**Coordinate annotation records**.
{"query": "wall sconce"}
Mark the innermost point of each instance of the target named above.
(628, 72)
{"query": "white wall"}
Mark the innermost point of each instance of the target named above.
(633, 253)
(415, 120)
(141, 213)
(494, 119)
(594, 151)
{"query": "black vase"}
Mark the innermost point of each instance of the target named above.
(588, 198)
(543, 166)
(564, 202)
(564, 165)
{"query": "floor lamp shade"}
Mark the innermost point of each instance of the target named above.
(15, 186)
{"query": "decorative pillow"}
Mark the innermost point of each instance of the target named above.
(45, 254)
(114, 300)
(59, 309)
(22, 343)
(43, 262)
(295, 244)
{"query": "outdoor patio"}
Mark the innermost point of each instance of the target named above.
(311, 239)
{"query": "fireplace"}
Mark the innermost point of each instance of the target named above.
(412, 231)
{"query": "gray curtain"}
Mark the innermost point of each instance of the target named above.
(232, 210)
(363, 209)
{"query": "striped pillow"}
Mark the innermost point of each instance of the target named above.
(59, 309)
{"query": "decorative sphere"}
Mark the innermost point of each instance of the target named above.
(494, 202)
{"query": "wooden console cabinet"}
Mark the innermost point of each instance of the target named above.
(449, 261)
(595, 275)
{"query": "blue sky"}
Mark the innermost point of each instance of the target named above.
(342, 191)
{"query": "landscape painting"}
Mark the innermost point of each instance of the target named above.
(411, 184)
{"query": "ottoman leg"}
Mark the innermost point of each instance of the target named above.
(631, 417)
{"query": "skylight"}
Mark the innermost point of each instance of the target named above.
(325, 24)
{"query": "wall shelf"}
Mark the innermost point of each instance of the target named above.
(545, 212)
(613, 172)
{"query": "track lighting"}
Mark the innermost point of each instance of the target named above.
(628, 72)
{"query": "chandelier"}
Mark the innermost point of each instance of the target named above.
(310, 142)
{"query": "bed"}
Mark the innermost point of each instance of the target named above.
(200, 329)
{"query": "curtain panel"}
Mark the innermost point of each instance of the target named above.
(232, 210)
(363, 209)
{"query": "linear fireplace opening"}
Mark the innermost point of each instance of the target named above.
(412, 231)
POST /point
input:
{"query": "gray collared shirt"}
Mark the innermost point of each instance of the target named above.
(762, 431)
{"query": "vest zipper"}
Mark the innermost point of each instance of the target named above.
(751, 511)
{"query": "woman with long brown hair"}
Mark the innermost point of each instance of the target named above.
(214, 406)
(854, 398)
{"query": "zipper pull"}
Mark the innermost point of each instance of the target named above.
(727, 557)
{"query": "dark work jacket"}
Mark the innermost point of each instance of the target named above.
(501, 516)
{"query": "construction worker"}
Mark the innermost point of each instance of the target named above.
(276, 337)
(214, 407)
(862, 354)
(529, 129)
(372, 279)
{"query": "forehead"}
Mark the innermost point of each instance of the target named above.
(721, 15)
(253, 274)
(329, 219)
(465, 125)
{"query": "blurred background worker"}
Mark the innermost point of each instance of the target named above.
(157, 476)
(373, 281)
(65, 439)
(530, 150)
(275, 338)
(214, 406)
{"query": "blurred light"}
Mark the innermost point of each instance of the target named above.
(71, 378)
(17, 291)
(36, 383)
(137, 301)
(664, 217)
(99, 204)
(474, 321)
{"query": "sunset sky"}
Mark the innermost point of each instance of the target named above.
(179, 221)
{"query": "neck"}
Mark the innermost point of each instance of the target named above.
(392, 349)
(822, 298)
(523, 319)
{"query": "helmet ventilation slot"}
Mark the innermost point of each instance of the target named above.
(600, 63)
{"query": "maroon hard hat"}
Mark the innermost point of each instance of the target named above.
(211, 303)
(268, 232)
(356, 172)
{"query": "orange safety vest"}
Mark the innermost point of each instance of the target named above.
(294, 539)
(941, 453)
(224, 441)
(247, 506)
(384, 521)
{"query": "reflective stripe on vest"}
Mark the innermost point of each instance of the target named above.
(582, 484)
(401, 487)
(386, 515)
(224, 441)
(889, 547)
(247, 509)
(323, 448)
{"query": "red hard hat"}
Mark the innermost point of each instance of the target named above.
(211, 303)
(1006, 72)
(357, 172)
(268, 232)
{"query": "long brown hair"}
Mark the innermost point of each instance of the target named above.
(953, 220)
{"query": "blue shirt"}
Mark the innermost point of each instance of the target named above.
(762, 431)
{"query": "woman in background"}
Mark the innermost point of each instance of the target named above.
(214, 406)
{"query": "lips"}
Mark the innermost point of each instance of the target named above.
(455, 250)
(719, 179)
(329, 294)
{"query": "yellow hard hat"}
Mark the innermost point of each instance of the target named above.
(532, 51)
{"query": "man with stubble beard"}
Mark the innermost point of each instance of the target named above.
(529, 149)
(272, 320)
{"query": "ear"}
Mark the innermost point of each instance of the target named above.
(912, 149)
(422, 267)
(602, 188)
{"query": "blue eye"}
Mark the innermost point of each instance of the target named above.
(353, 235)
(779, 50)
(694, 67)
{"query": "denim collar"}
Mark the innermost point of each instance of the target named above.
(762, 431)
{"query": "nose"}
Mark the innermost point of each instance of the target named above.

**TASK**.
Word for word, restate all of the data shown above.

**TASK RESULT**.
{"query": "wall sconce"}
Mark the innermost point of each instance of the target named above.
(628, 72)
{"query": "white wall"}
Mark the innermost point of each instance of the target named above.
(633, 253)
(415, 120)
(141, 213)
(494, 119)
(594, 151)
{"query": "black vase"}
Mark the innermost point of each instance of the target named above.
(588, 198)
(543, 166)
(564, 202)
(564, 165)
{"query": "floor lamp shade"}
Mark the innermost point of each instance of the target named above.
(15, 186)
{"query": "decorative pillow"}
Mark the innermost point of each instance of the target named above.
(45, 254)
(114, 300)
(59, 309)
(22, 343)
(43, 262)
(295, 244)
{"query": "outdoor patio"}
Mark the innermost point of each instance of the target named above.
(311, 239)
{"query": "fireplace"}
Mark the innermost point of each instance of the target named above.
(412, 231)
{"query": "gray curtain"}
Mark the innermost point of each instance of the target named above.
(232, 210)
(363, 209)
{"query": "striped pillow"}
Mark the innermost point of each instance of the target named above.
(59, 309)
{"query": "decorative sphere"}
Mark the innermost point of each instance of the target named above.
(494, 202)
{"query": "wooden console cabinet"}
Mark the innermost point of each instance of the target named above.
(449, 261)
(595, 275)
{"query": "blue sky"}
Mark the innermost point of each instance of the target named above.
(342, 191)
{"query": "landscape painting"}
Mark the innermost point of each instance of the target named above.
(411, 184)
{"query": "ottoman leg"}
Mark the innermost point of each instance of the target named above.
(631, 417)
{"query": "skylight"}
Mark the innermost point of each instance of the target named above.
(325, 24)
{"query": "wall shelf"}
Mark the innermost point of each instance of the target named above.
(545, 212)
(613, 172)
{"query": "track lighting"}
Mark the innermost point of each instance of the target named above.
(628, 72)
{"query": "chandelier"}
Mark the innermost point of each instance of the target named above.
(310, 142)
{"query": "bed"}
Mark the innermost point of each instance of the target named above.
(200, 329)
{"query": "curtain panel"}
Mark the innermost point of each instance of the target named above.
(232, 210)
(363, 209)
{"query": "linear fireplace opening"}
Mark the innermost point of each instance of the target named above.
(412, 231)
POST /point
input:
{"query": "gray collared shirt"}
Mark the innermost point of each instance of the target named above.
(762, 431)
{"query": "vest zipper"}
Mark the innermost point of each instance of the target named above.
(751, 511)
{"query": "woman with long brown hair"}
Mark the innermost point of each instance of the target named above.
(214, 406)
(854, 398)
{"query": "zipper pull"}
Mark the innermost point of each instance of the target named above.
(727, 557)
{"query": "dark work jacket"}
Mark the innermost point of each instance of the target named above.
(501, 516)
{"query": "construction worker"}
Mark the innermost point of each instance of the target named above.
(276, 337)
(214, 407)
(862, 354)
(529, 129)
(372, 279)
{"query": "forehead"}
Mark the innermost point of each instance of the target named above.
(721, 15)
(253, 274)
(329, 219)
(465, 125)
{"query": "blurred background worker"}
Mark the innermost point of each instance of the target named above.
(157, 476)
(373, 281)
(65, 439)
(530, 150)
(275, 338)
(214, 406)
{"query": "blurred light"}
Mark the innermost point of each instance of the target named above.
(71, 378)
(17, 291)
(36, 383)
(137, 301)
(664, 217)
(99, 204)
(474, 321)
{"query": "sunset sky"}
Mark the innermost point of each instance of the target named above.
(179, 221)
{"query": "neck"}
Mark the innermost point of each instance of the target named above.
(392, 349)
(822, 298)
(523, 319)
{"query": "helmet ventilation slot"}
Mark the innermost point of each instance of the target named above.
(600, 63)
{"query": "maroon hard hat"}
Mark the innermost point of each instance of the target named above.
(211, 303)
(268, 232)
(356, 172)
{"query": "orange safety vest"}
Mark the innermost point of each instance of the target named above.
(294, 539)
(941, 453)
(224, 441)
(247, 506)
(384, 521)
{"query": "reflective stripe on vest"}
Mark the innermost point of each instance of the target named above.
(582, 484)
(401, 487)
(386, 515)
(224, 441)
(889, 547)
(247, 509)
(323, 448)
{"query": "red hard hat"}
Mark the innermost point of each instance of the target named above.
(211, 303)
(1006, 72)
(357, 172)
(268, 232)
{"query": "long brown hair"}
Mark the innermost point of each instance of the target named above.
(953, 220)
{"query": "blue shirt"}
Mark the innermost point of each instance of the target named above.
(762, 431)
{"query": "woman in background"}
Mark the innermost point of each instance of the target named above.
(214, 406)
{"query": "lips"}
Mark the innermost point of each instance of the target named above.
(455, 250)
(719, 179)
(329, 294)
{"query": "yellow hard hat"}
Mark the innermost point of each instance of the target named above.
(532, 51)
{"query": "man with stubble beard"}
Mark the innermost point of each instance of the target named above.
(529, 149)
(272, 320)
{"query": "ear"}
Mark the innermost point of each instance of the target named above.
(912, 149)
(422, 267)
(602, 188)
{"query": "blue eye"}
Mark the innermost point of each instance of the target named above.
(353, 235)
(779, 50)
(694, 67)
{"query": "denim collar"}
Mark the innermost point of each instance of the target named above.
(762, 431)
{"query": "nose"}
Mark the innermost point of each instance of the target named above.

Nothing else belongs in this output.